Aim: Please copy all of the rows below word for word, leaving the pictures out of your copy.

Information given:
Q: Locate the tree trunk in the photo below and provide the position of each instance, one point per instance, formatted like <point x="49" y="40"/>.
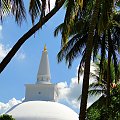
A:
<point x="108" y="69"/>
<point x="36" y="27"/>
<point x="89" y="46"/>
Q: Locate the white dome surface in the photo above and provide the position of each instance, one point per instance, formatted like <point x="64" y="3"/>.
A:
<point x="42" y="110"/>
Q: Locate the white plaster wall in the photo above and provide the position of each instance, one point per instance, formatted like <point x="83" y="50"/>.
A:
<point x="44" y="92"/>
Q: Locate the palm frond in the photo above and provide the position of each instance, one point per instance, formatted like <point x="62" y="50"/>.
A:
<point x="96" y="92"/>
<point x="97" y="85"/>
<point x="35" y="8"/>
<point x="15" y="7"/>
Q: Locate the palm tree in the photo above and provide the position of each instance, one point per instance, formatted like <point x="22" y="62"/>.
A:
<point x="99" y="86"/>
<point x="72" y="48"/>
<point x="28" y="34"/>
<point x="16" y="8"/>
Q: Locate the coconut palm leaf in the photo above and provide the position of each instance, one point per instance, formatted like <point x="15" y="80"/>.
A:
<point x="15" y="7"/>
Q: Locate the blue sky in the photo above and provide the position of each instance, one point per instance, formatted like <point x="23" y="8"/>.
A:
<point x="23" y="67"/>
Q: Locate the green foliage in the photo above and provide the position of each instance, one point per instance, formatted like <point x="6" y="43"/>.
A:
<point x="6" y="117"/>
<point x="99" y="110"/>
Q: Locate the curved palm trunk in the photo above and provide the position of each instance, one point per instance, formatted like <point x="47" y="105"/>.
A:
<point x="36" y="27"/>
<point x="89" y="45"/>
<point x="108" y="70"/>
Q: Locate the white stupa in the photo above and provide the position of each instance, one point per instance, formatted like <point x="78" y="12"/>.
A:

Response:
Q: Locate the tree trunk in the photo below and provide the position of each instance, one point per instance, formatted like <point x="49" y="40"/>.
A:
<point x="108" y="69"/>
<point x="36" y="27"/>
<point x="89" y="46"/>
Q: Locate the white dome surface in the photo above and provide the position of each instance, one point per instance, formatted like <point x="64" y="3"/>.
A:
<point x="42" y="110"/>
Q: Locate the white plaster wall in the photo above and provide the position of each instance, one point per instance, formatted like <point x="83" y="50"/>.
A:
<point x="44" y="92"/>
Q: Locate the palm frond in the photo above and provide the position of each instance, one point per instance, formatted like <point x="62" y="50"/>.
A:
<point x="96" y="92"/>
<point x="97" y="85"/>
<point x="35" y="8"/>
<point x="15" y="7"/>
Q: Locate the palm tree in the photo above and provide the position of each instance, one point per instance, formatted like <point x="22" y="62"/>.
A:
<point x="99" y="86"/>
<point x="72" y="48"/>
<point x="28" y="34"/>
<point x="16" y="8"/>
Q: Locate the coconut palm leaf in the photo above and provide the position of each instance, one point per instance, formatted like <point x="15" y="80"/>.
A:
<point x="15" y="7"/>
Q: Locate the blue sky in the photo above and provide the position of each instance, one point per instance, formatted like <point x="23" y="8"/>.
A:
<point x="23" y="67"/>
Q: Locate the green foliage in the photo above and provide the position of each instance, one point per instance, formatted like <point x="6" y="43"/>.
A:
<point x="6" y="117"/>
<point x="99" y="110"/>
Q: Locate the curved palm trunk in the photo above and provide the position of each instance, one point per instance, formatted like <point x="47" y="105"/>.
A:
<point x="36" y="27"/>
<point x="89" y="45"/>
<point x="108" y="70"/>
Q: Locate the white stupa in the photo above and provide the position of each instance, one point per instance, formatted like <point x="78" y="12"/>.
A:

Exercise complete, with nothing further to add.